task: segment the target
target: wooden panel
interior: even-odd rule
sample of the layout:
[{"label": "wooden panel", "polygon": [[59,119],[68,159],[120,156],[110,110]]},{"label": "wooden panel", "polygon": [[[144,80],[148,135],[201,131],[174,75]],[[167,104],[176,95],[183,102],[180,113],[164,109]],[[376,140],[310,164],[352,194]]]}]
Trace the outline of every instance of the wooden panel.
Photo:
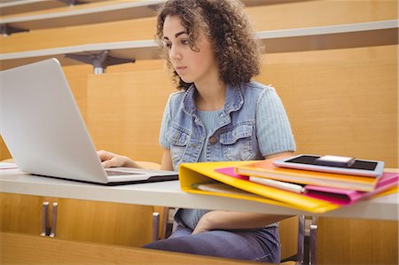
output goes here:
[{"label": "wooden panel", "polygon": [[40,235],[43,197],[0,193],[1,230]]},{"label": "wooden panel", "polygon": [[141,246],[152,240],[153,207],[59,199],[60,239]]},{"label": "wooden panel", "polygon": [[17,52],[80,44],[153,39],[155,18],[32,30],[0,36],[0,52]]},{"label": "wooden panel", "polygon": [[397,0],[325,0],[249,7],[246,12],[257,30],[272,30],[396,19],[397,6]]},{"label": "wooden panel", "polygon": [[57,202],[56,237],[60,239],[141,246],[152,240],[153,207],[0,193],[1,231],[40,235],[43,202]]},{"label": "wooden panel", "polygon": [[160,121],[175,90],[166,71],[89,76],[87,123],[96,147],[160,162]]},{"label": "wooden panel", "polygon": [[302,55],[303,62],[301,53],[293,62],[266,58],[258,78],[282,97],[297,152],[379,160],[398,168],[397,46]]},{"label": "wooden panel", "polygon": [[398,264],[398,225],[319,218],[317,264]]},{"label": "wooden panel", "polygon": [[[309,27],[397,19],[396,0],[299,1],[246,8],[257,30]],[[328,11],[328,12],[326,12]],[[284,13],[284,16],[281,14]],[[0,52],[153,39],[156,19],[33,30],[0,36]],[[112,34],[110,34],[112,33]]]},{"label": "wooden panel", "polygon": [[1,233],[0,237],[1,264],[259,264],[246,261],[77,243],[11,233]]}]

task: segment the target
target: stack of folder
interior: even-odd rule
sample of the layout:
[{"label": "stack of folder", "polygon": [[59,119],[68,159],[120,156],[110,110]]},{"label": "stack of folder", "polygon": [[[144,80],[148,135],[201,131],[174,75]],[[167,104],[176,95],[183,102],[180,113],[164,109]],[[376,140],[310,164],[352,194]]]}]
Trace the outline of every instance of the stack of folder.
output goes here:
[{"label": "stack of folder", "polygon": [[380,177],[283,168],[271,160],[181,164],[181,188],[191,193],[254,200],[310,213],[398,191],[399,174]]}]

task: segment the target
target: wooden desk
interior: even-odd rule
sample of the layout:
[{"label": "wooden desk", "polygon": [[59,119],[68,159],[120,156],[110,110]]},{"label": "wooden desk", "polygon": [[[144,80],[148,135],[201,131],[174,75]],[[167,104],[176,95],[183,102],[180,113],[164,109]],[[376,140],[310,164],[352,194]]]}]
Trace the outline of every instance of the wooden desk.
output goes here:
[{"label": "wooden desk", "polygon": [[71,242],[13,233],[0,233],[0,238],[1,264],[259,264],[254,261]]},{"label": "wooden desk", "polygon": [[0,192],[147,206],[223,209],[275,214],[399,220],[398,193],[368,199],[351,207],[316,214],[253,201],[189,194],[180,190],[178,181],[108,187],[31,175],[18,169],[0,170]]}]

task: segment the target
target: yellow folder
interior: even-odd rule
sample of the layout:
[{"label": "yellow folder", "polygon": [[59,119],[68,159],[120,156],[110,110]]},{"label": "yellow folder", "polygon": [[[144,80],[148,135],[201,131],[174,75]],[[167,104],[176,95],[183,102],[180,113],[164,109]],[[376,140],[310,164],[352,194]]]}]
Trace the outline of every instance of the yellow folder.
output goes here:
[{"label": "yellow folder", "polygon": [[[215,171],[217,168],[236,167],[241,164],[247,164],[248,162],[251,161],[183,163],[179,168],[181,188],[184,191],[191,193],[254,200],[310,213],[325,213],[340,207],[338,205],[325,200],[251,183]],[[219,187],[222,186],[224,191],[204,191],[199,189],[199,185],[212,182],[217,182],[217,185]]]}]

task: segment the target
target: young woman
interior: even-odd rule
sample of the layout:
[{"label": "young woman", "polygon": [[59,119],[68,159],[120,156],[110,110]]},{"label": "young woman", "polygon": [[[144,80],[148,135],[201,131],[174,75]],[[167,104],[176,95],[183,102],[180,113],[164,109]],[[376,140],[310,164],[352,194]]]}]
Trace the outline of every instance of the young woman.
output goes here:
[{"label": "young woman", "polygon": [[[261,48],[239,1],[169,0],[160,11],[156,37],[180,90],[163,115],[161,169],[293,155],[276,90],[251,81],[259,74]],[[127,157],[98,153],[106,168],[138,167]],[[169,238],[144,247],[279,262],[277,222],[284,218],[180,208]]]}]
========
Quote all the records verbatim, dropping any pictures from your copy.

_The reply_:
task: segment the target
target: wooden panel
interior: even-odd rule
sample of the layout:
[{"label": "wooden panel", "polygon": [[59,119],[68,159],[120,156],[110,110]]},{"label": "wooden panel", "polygon": [[[144,80],[148,135],[201,131],[174,75]],[[167,104],[176,95],[183,102],[180,113],[164,109]],[[376,140],[310,164],[352,194]]]}]
Trace the outline of every instance of the wooden panel.
Photo:
output goes here:
[{"label": "wooden panel", "polygon": [[40,235],[43,197],[0,193],[1,230]]},{"label": "wooden panel", "polygon": [[141,246],[152,240],[153,207],[59,199],[60,239]]},{"label": "wooden panel", "polygon": [[17,52],[80,44],[153,39],[155,18],[32,30],[0,36],[0,52]]},{"label": "wooden panel", "polygon": [[397,0],[325,0],[249,7],[246,12],[257,30],[272,30],[396,19],[397,6]]},{"label": "wooden panel", "polygon": [[57,202],[56,237],[60,239],[141,246],[152,240],[153,207],[0,193],[1,231],[40,235],[43,202]]},{"label": "wooden panel", "polygon": [[160,121],[175,90],[166,71],[89,76],[87,123],[96,147],[160,162]]},{"label": "wooden panel", "polygon": [[302,55],[303,62],[301,53],[293,62],[266,58],[258,78],[282,97],[297,152],[379,160],[398,168],[397,46]]},{"label": "wooden panel", "polygon": [[398,264],[398,225],[319,218],[317,264]]},{"label": "wooden panel", "polygon": [[[309,27],[397,19],[396,0],[299,1],[246,8],[257,30]],[[328,11],[328,12],[326,12]],[[284,13],[284,16],[281,14]],[[0,52],[153,39],[156,19],[33,30],[0,36]],[[112,34],[110,34],[112,33]]]},{"label": "wooden panel", "polygon": [[1,233],[0,237],[1,264],[259,264],[246,261],[77,243],[11,233]]}]

task: segment the target
target: stack of folder
interior: even-odd rule
sample of the layout:
[{"label": "stack of folder", "polygon": [[59,119],[68,159],[120,156],[110,110]]},{"label": "stack of folder", "polygon": [[[144,80],[148,135],[201,131],[174,75]],[[167,104],[176,95],[183,102],[180,113],[164,109]],[[376,140],[310,164],[352,194]]]}]
Trace the outline of every instance of the stack of folder.
output goes here:
[{"label": "stack of folder", "polygon": [[380,177],[283,168],[271,160],[181,164],[181,188],[191,193],[254,200],[310,213],[398,191],[399,174]]}]

task: segment the target
target: wooden desk
interior: even-odd rule
sample of the layout:
[{"label": "wooden desk", "polygon": [[59,119],[68,159],[120,156],[110,110]]},{"label": "wooden desk", "polygon": [[[144,80],[148,135],[201,131],[174,75]],[[167,104],[176,95],[183,102],[180,113],[164,109]],[[376,140],[310,164],[352,194]]]}]
Trace the outline of every instance of the wooden desk.
output goes here:
[{"label": "wooden desk", "polygon": [[71,242],[13,233],[0,233],[0,238],[1,264],[259,264],[254,261]]},{"label": "wooden desk", "polygon": [[0,192],[147,206],[223,209],[275,214],[399,220],[398,193],[368,199],[351,207],[316,214],[253,201],[189,194],[180,190],[178,181],[108,187],[31,175],[18,169],[0,170]]}]

task: segment the target
target: yellow folder
interior: even-odd rule
sample of the layout:
[{"label": "yellow folder", "polygon": [[59,119],[68,159],[120,156],[110,110]]},{"label": "yellow folder", "polygon": [[[144,80],[148,135],[201,131],[174,75]],[[167,104],[176,95],[183,102],[180,113],[164,109]],[[376,140],[310,164],[352,194]]]}]
Trace the outline of every instance of the yellow folder.
output goes here:
[{"label": "yellow folder", "polygon": [[[215,171],[217,168],[236,167],[241,164],[247,164],[248,162],[251,161],[183,163],[179,168],[181,188],[184,191],[191,193],[254,200],[310,213],[325,213],[340,207],[338,205],[325,200],[251,183]],[[219,187],[222,186],[224,191],[204,191],[199,189],[199,185],[212,182],[217,182],[217,185]]]}]

task: segment the target
target: young woman
interior: even-odd rule
sample of the layout:
[{"label": "young woman", "polygon": [[59,119],[68,159],[120,156],[110,110]]},{"label": "young woman", "polygon": [[[144,80],[148,135],[201,131],[174,75]],[[167,104],[176,95],[183,102],[180,113],[164,109]],[[376,140],[310,164],[352,194]]]}]
Trace the outline of every instance of the young woman.
output goes here:
[{"label": "young woman", "polygon": [[[261,48],[239,1],[169,0],[160,11],[156,37],[180,90],[163,115],[161,169],[293,155],[276,90],[251,81],[259,74]],[[127,157],[98,153],[106,168],[138,167]],[[169,238],[144,247],[279,262],[277,222],[284,218],[180,208]]]}]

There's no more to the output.